Reproduce word for word everything in the listing below, from the line containing "Given the image above, the detector locates the blue" down to the last line of the listing, with both ends included.

(begin)

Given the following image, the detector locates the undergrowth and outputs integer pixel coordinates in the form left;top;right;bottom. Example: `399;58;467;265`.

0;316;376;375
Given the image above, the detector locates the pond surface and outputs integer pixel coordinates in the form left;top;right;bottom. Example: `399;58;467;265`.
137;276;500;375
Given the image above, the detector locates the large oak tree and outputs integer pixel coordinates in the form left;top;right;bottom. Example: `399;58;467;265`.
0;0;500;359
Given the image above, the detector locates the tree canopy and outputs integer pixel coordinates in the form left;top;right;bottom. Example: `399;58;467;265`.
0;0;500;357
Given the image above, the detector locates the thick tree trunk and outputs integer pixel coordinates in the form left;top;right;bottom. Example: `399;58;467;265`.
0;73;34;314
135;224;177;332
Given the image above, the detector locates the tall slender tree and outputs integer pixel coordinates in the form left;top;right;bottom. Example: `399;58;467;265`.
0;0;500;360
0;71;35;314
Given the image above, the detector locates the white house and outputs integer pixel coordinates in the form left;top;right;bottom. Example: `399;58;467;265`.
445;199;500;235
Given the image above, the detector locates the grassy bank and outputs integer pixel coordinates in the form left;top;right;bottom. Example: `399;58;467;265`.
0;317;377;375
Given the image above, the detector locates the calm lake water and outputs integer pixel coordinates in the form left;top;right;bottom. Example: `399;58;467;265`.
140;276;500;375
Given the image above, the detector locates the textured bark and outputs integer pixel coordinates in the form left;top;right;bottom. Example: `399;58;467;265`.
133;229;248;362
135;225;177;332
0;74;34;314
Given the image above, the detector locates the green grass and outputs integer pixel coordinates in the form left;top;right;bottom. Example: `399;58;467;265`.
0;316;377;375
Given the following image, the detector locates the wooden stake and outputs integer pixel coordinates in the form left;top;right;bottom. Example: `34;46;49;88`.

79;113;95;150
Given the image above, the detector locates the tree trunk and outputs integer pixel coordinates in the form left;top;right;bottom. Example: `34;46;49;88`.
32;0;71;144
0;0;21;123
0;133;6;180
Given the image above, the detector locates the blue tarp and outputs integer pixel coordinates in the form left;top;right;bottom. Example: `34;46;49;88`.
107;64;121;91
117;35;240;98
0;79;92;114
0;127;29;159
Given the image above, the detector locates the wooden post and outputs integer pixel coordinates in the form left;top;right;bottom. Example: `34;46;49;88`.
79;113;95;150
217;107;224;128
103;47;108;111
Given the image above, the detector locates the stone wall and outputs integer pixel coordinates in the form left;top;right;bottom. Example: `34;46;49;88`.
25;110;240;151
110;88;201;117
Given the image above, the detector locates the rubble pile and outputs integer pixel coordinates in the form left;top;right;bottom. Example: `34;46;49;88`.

(end)

_Written answer_:
Given the image above, the detector locates the blue tarp and outputs integer pixel coordinates in the form left;top;right;bottom. Example: `34;46;49;88`.
107;64;121;91
117;35;240;98
0;79;92;114
0;127;29;159
Given the image above, the detector locates the wooden post and outputs integer pixel coordinates in the form left;top;right;bottom. Example: `34;46;49;88`.
79;113;95;150
217;107;224;128
103;47;108;111
Given the image above, the detector locates the stone wall and outputs integer pixel coordinates in the form left;top;right;bottom. Example: `34;46;49;88`.
25;110;240;151
110;88;201;117
Given the image above, the detector locates the rubble pile and outputs integer pixel coordinates in the form left;top;right;bottom. Example: `34;46;49;88`.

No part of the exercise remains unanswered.